-- ENTRIES SHOWN follows --

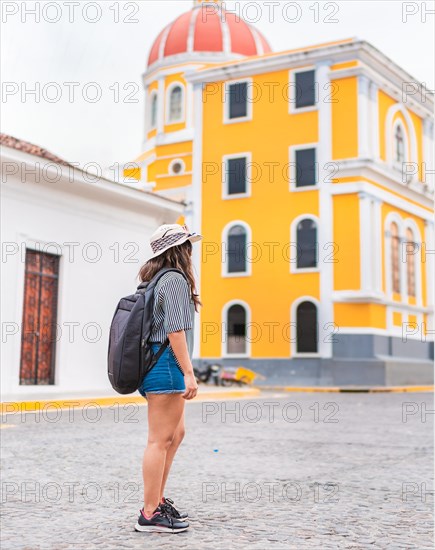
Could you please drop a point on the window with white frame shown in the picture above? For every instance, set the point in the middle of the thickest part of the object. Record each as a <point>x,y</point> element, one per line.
<point>306,239</point>
<point>236,324</point>
<point>236,176</point>
<point>411,249</point>
<point>176,98</point>
<point>305,167</point>
<point>304,89</point>
<point>395,260</point>
<point>237,249</point>
<point>237,100</point>
<point>306,328</point>
<point>153,110</point>
<point>399,144</point>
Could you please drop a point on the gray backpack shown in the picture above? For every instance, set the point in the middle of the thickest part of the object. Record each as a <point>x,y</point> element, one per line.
<point>130,356</point>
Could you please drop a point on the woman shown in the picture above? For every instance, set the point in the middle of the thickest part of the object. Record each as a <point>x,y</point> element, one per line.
<point>171,381</point>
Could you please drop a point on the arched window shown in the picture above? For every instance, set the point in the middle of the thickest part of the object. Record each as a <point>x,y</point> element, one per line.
<point>236,329</point>
<point>306,331</point>
<point>153,110</point>
<point>411,248</point>
<point>399,145</point>
<point>237,241</point>
<point>395,263</point>
<point>176,104</point>
<point>306,237</point>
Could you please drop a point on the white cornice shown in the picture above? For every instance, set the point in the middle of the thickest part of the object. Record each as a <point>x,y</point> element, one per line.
<point>75,180</point>
<point>190,58</point>
<point>380,65</point>
<point>382,175</point>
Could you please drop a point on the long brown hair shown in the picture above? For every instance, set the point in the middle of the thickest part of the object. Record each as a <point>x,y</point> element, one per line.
<point>178,256</point>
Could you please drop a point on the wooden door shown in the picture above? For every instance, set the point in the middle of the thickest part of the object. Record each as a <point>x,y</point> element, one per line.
<point>38,342</point>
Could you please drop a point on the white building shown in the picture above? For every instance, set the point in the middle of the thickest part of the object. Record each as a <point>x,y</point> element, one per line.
<point>72,246</point>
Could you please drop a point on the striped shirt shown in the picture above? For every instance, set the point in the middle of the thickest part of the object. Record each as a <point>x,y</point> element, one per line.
<point>173,309</point>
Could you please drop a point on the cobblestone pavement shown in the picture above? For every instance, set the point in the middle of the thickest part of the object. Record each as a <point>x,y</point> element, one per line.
<point>302,471</point>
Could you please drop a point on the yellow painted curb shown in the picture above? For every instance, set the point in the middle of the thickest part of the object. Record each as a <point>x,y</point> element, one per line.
<point>380,389</point>
<point>32,406</point>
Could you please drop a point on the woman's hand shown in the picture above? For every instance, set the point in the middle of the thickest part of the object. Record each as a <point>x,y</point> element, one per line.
<point>191,386</point>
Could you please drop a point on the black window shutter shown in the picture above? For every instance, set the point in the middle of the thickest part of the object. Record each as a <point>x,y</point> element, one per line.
<point>306,167</point>
<point>236,176</point>
<point>305,89</point>
<point>238,100</point>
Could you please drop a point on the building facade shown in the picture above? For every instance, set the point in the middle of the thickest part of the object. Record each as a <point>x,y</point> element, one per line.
<point>72,245</point>
<point>308,172</point>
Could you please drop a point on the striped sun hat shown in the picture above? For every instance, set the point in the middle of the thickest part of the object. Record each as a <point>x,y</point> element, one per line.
<point>168,235</point>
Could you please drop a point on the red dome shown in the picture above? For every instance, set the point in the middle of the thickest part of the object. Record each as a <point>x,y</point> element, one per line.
<point>208,29</point>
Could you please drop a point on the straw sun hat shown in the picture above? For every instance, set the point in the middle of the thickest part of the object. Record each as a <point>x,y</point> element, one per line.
<point>168,235</point>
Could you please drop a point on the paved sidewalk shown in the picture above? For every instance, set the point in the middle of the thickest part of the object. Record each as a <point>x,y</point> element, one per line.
<point>281,471</point>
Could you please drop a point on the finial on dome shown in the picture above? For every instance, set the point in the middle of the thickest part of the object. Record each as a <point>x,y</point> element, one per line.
<point>199,2</point>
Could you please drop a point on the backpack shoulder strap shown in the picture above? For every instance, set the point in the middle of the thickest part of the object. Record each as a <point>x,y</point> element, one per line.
<point>148,285</point>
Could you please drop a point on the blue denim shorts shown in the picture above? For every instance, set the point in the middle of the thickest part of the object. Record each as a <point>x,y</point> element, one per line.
<point>165,377</point>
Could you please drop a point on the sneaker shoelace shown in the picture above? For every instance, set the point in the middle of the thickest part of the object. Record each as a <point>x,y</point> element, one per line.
<point>169,506</point>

-- ENTRIES SHOWN concluded --

* THE PROBLEM
Pictures are to be left out; all other data must be returned exactly.

* SOLUTION
Could you please drop a point on the window with white frame shown in the picture above? For every instance, set the point in the middle of the thickest part of the object. Record each as a <point>x,y</point> element, one per line.
<point>306,239</point>
<point>236,324</point>
<point>236,176</point>
<point>411,249</point>
<point>176,98</point>
<point>305,167</point>
<point>304,89</point>
<point>395,260</point>
<point>237,249</point>
<point>237,100</point>
<point>306,328</point>
<point>153,110</point>
<point>399,144</point>
Could you please drop a point on the gray backpack shown in the picture above? For every instance, set the point in the middle of the thickest part of the object. Record each as a <point>x,y</point> element, one per line.
<point>130,356</point>
Could you please drop a point on the woman shown in the picture above? For every instance, set the point in the middle of the thickest part of the object. Record each as a <point>x,y</point> element, one per line.
<point>171,381</point>
Could you please drop a point on the arched window shown in the picture above? For every instance, set the point in the middle of the thickest part of the object. Record each as a <point>x,y</point> element, one per line.
<point>236,329</point>
<point>306,331</point>
<point>153,110</point>
<point>411,248</point>
<point>399,145</point>
<point>237,241</point>
<point>395,263</point>
<point>176,104</point>
<point>306,237</point>
Could you please drop a point on the white cornice shown in the picture above? For every instance, set the point in the middle of the thickest part of the object. Record each as a <point>x,y</point> element, one per line.
<point>75,180</point>
<point>190,58</point>
<point>380,65</point>
<point>382,175</point>
Could you please drop a point on the long brown hair shown in the picture above? For every instance, set the point in the middle of the thickest part of the object. Record each as a <point>x,y</point> element, one per line.
<point>178,256</point>
Could you please drop a point on the wooden door shown in the picture above? For every instance, set the point in the middle of the thickest part of the object. Record each as a <point>x,y</point> element, one per line.
<point>38,342</point>
Could you please drop a point on the white building shown in the picture above? For every instance, set the point in the middle of the thickest part of the object. Record each as a <point>x,y</point> element, one per line.
<point>72,246</point>
Could you please drop a point on the striped shirt shown in the picture above? For every instance, set the point in the middle of the thickest part of the object. Record each as a <point>x,y</point> element, one per line.
<point>173,309</point>
Could you please drop a point on the cobblestone pavement shown in the picture above? For every instance, set the point in the middle of the thickest part of the object. Record each as a <point>x,y</point> element, one per line.
<point>302,471</point>
Could you please drop a point on the yellow painted curb shown in the picture above? For every instance, set the point in the middle of the thickest part of the object. Record each as a <point>x,y</point> element, one per line.
<point>380,389</point>
<point>32,406</point>
Could you please drop a point on the woman's hand shown in the picture above? For every instance, set the point in the middle of the thickest part of the object. Record each as a <point>x,y</point> element, one per line.
<point>191,386</point>
Could you please drop a point on the black window shutter shown in the picture above? For every instance, set the point in the middle of the thickest part of the object. Record each as a <point>x,y</point> element, one per line.
<point>306,167</point>
<point>236,176</point>
<point>305,89</point>
<point>238,100</point>
Could you please drop a point on the building facade shown in the picture above? For every instance, set the point in the middle of the thickest part of the object. Record each as a <point>x,y</point> element, one per line.
<point>72,245</point>
<point>308,172</point>
Could you please drop a point on the striped sun hat shown in the picture above? For every instance, set the point in the middle of the thickest part of the object. Record each as a <point>x,y</point> element, one per line.
<point>168,235</point>
Could you please drop a point on the red dome shown in the picture above? For every instance, set the point in the middle of the thickest part of the object. Record each as a <point>x,y</point> element, one per line.
<point>208,29</point>
Could you please drop a point on the straw sun hat shown in the picture above? For every instance, set the point in the middle of the thickest part of the object. Record each as a <point>x,y</point> element, one per line.
<point>168,235</point>
Could you please drop a point on the paved sidewalk shown in the picture above? For every instance, set the point in the middle of the thickest part of the object. Record each as a <point>x,y</point> element, one per line.
<point>281,471</point>
Could you please drop a point on the finial on dome shown in the picture above? For every instance, set the point in the middle of the thickest part of the object. Record each as a <point>x,y</point> element, one per line.
<point>199,2</point>
Could you please drop a point on the backpack shoulder strap shown in the picture above? For every instance, set the point in the middle of the thickest part of the object. Record each as a <point>x,y</point> element, one per line.
<point>148,285</point>
Could you please drop a point on the blue denim shorts shown in the picture above? For every instance, set the point in the middle of the thickest part of the object. Record each as a <point>x,y</point> element, one per line.
<point>165,377</point>
Could you please drop a point on the sneaker shoelace shown in the picture above? For every instance, set the point in the middle of the thickest part of the object. Record each as a <point>x,y</point> element, one per line.
<point>169,506</point>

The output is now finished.